Task description: Continue the text on rising disability discrimination claims at the EEOC, picking up after its final sentence.
== Text shown
Disability claims at the EEOC surged 34% in three years. Mental health conditions now account for 21% of those filings, creating new accommodation challenges for employers.
Disability-related discrimination claims at the Equal Employment Opportunity Commission have risen faster than race or sex filings over the past three reporting years. In the most recent EEOC annual report, disability claims accounted for 38% of all charges filed, outpacing race (34%) and sex (26%). The number of disability charges jumped 34% over that period, from 25,004 to 33,668 – a larger increase than any other filing category.
Of all medical conditions cited in disability claims, depression and other mental health conditions led the list. The EEOC’s latest data shows 21% of the disability claims involved depression, anxiety or similar conditions. That is roughly ten times the share for heart conditions (2.4%), cancer (2.9%) or diabetes (2.7%).
The shift presents a challenge for employers. Frontline supervisors generally know the basics of gender and race discrimination. Few have been trained on the affirmative accommodation requirements under the Americans with Disabilities Act for employees with mental conditions that limit substantial life activities. Intermittent leave rights add another layer of difficulty. Conditions like depression or migraine headaches can make attendance unpredictable, and supervisors often lack a framework for managing that uncertainty.
====
== Material provided
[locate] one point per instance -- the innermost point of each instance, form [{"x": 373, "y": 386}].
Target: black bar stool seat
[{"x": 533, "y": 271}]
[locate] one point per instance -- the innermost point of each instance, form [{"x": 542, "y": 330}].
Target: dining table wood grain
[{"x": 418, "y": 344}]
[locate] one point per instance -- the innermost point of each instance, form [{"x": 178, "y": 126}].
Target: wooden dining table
====
Answer area:
The EEOC’s technical assistance guidance lists possible accommodations: altered break and work schedules, quiet office space, changes in supervisory methods, specific shift assignments, and permission to work from home. The guidance does not address how to handle intermittent leave when even showing up to work is uncertain from day to day.
An employer that fails to engage in an interactive process – educating itself about the employee’s limitations and exploring what accommodations might allow the employee to perform essential job functions – takes on significant legal risk. Not every disability can be accommodated. That conclusion should not be reached without a legal discussion of whether accommodation options were exhausted.